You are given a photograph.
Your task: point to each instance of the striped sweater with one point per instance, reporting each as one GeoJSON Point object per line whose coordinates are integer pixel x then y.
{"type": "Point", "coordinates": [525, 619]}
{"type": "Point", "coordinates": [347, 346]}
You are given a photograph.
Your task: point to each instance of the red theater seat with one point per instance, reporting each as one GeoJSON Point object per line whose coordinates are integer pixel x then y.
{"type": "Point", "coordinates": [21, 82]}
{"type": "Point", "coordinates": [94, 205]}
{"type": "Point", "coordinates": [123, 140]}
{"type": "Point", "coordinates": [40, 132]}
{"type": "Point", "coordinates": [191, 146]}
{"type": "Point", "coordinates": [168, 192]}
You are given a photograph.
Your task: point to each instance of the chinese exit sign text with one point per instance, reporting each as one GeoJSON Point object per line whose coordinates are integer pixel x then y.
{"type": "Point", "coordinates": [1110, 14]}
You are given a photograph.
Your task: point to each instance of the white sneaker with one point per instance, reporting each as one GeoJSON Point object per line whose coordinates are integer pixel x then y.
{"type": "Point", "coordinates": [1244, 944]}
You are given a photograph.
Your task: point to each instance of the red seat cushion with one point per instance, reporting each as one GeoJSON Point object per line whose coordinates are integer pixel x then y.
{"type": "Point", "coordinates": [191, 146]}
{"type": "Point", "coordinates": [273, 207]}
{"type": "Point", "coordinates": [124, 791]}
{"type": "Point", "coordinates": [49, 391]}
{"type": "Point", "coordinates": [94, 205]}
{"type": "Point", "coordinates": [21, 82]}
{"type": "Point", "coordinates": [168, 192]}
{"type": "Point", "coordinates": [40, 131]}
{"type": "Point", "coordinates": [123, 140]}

__WHAT IS ASKED__:
Transcribe all entries exactly as they are given.

__EXERCISE RESPONSE__:
You are given a photograph.
Your task: point to each instance of the striped sweater with one point per instance, reporting each as one GeoJSON Point object per line whose coordinates are integer pixel x then y.
{"type": "Point", "coordinates": [525, 619]}
{"type": "Point", "coordinates": [347, 346]}
You are given a photograph.
Your task: point to each instance of the red theater seat with one point per instance, reporting each as one GeoJSON Point object per line whose coordinates are integer pixel x then y.
{"type": "Point", "coordinates": [21, 82]}
{"type": "Point", "coordinates": [94, 205]}
{"type": "Point", "coordinates": [123, 140]}
{"type": "Point", "coordinates": [40, 132]}
{"type": "Point", "coordinates": [191, 146]}
{"type": "Point", "coordinates": [168, 192]}
You are given a photograph.
Your task: point to each instance of the chinese exit sign text with one point per instance, reporting each as one GeoJSON Point object per line whose coordinates are integer pixel x then y.
{"type": "Point", "coordinates": [1110, 14]}
You are given a photograph.
Your task: point to each instance of the white sneaker with one point per instance, reporting each as one GeoJSON Point object per line whose coordinates are integer pixel x then y.
{"type": "Point", "coordinates": [1244, 944]}
You are given a photograph.
Your task: point to each instance of the red seat cushion with one point per instance, reporting each as one GeoJSON Point object per line whose coordinates are integer pixel x then y.
{"type": "Point", "coordinates": [191, 146]}
{"type": "Point", "coordinates": [273, 207]}
{"type": "Point", "coordinates": [124, 791]}
{"type": "Point", "coordinates": [49, 391]}
{"type": "Point", "coordinates": [94, 205]}
{"type": "Point", "coordinates": [21, 82]}
{"type": "Point", "coordinates": [168, 192]}
{"type": "Point", "coordinates": [40, 131]}
{"type": "Point", "coordinates": [123, 140]}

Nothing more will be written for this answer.